What is being asked: Can you give these records again with every "the call returns" switched to "the call gives back", everything else unchanged and the pictures left out?

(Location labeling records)
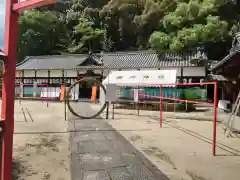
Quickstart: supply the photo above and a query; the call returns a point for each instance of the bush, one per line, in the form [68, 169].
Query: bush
[188, 94]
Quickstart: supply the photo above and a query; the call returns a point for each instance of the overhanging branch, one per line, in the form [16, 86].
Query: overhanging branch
[31, 4]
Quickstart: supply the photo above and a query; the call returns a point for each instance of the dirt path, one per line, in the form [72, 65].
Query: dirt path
[182, 148]
[41, 142]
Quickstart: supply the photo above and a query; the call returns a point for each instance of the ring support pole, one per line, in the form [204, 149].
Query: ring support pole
[98, 83]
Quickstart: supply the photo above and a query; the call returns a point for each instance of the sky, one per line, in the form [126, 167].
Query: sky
[2, 19]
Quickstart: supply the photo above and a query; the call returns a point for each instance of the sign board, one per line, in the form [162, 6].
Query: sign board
[111, 92]
[142, 77]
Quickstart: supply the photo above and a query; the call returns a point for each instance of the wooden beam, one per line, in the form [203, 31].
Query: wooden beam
[30, 4]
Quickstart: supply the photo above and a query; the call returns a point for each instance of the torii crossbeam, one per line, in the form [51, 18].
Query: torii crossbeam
[13, 8]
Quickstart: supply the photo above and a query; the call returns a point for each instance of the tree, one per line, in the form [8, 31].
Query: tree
[86, 38]
[193, 23]
[162, 25]
[41, 33]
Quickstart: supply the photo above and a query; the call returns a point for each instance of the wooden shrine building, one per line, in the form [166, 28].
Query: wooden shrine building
[52, 71]
[227, 72]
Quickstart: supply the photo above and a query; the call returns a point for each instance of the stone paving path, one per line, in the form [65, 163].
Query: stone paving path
[99, 152]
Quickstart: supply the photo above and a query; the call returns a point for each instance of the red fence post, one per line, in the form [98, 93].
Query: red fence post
[214, 119]
[161, 106]
[8, 88]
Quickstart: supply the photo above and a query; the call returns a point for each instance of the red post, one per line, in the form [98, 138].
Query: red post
[8, 88]
[8, 80]
[161, 107]
[214, 120]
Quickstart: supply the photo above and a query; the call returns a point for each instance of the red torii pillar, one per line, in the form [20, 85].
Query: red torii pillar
[13, 8]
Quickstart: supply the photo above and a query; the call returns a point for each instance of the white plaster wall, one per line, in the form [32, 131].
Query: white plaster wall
[42, 73]
[194, 71]
[70, 73]
[55, 73]
[18, 73]
[29, 73]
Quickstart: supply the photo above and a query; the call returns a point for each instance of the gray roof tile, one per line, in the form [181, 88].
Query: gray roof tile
[148, 60]
[119, 60]
[54, 62]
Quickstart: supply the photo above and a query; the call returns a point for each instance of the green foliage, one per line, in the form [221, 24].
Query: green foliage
[84, 37]
[129, 25]
[160, 41]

Solution for this problem:
Quickstart: supply the photo above and a query; the call gives back a point for each instance of the bush, one per line, in the form [68, 169].
Query: bush
[188, 94]
Quickstart: supply the photo above and a query; the call gives back a point for each instance of the overhanging branch, one per line, in the form [16, 86].
Query: overhanging branch
[31, 4]
Quickstart: supply the photo above and a query; the call gives back a point for each instance of the dirt path, one per line, in the form [72, 65].
Query: dirt path
[182, 148]
[41, 142]
Quickstart: supply the photo above and a query; the call gives back a point for each instance of the ring support pole, one per line, in the form [204, 149].
Query: ring support pole
[98, 83]
Quickstart: supply the photo above and a query; the call gives back a point for each instance of the sky, one per line, in the form [126, 167].
Query: sky
[2, 19]
Quickstart: supply the photo above and a query; the call gives back a point for each instance of the sign board, one per line, in the form [162, 6].
Query: sign board
[111, 92]
[142, 77]
Quickstart: supply the photo above and a query; the call gives back a point for each instance of the wooden beam, one per line, in the form [203, 31].
Query: wooden beam
[30, 4]
Quickstart: supply the photo above and a query; the call gives back a point for each instance of the torii crossbeam, one per line, in the form [51, 18].
Query: torii crossbeam
[13, 8]
Quickstart: supply the photo above and a query; the call gives back a point for each instance of the tree, one per line, in the form [8, 31].
Query: tree
[86, 38]
[193, 23]
[162, 25]
[41, 33]
Quickstart: supply the photo above and a query; the call gives back a point for each instance of the wooden shrine building, one per line, in the form [166, 28].
Query: wooden shrine building
[52, 71]
[227, 72]
Quickstart: supply the photo above and a query; the call gives back a point for each instance of the stone paving path, one per line, in the form [65, 163].
Query: stone paving path
[99, 152]
Quickstart: supply the photo above and a query; the call gives back a point for each instance of the red fence post, one per line, in the form [98, 93].
Query: red fence post
[214, 119]
[161, 106]
[8, 88]
Quickstart: supply the photo above and a query; the call gives back a point for each instance of the red post, one per line, in the form [98, 138].
Query: red post
[8, 88]
[8, 80]
[161, 107]
[214, 120]
Quickstart: supply the photo above and a query; the call gives back a point for each instance of the red torii pillar, one per line, in the form [20, 85].
Query: red torii pillar
[13, 8]
Quickstart: supply the photo above and a query; the call gives back a point for each instance of the white plaster wall, one per line, in the form [32, 131].
Query: white plaster wall
[42, 73]
[194, 71]
[70, 73]
[55, 73]
[18, 73]
[29, 73]
Quickstart: supply the photo above and a query; the call gives back a point for each instance of the gray roof tile, one per line, in the form [181, 88].
Query: gray roof tile
[148, 60]
[119, 60]
[54, 62]
Quickstart: supply the photo above and a query; the call gives back a point for each instance of the green foliage, one per line, in the form [221, 24].
Query: green foliage
[84, 37]
[129, 25]
[160, 41]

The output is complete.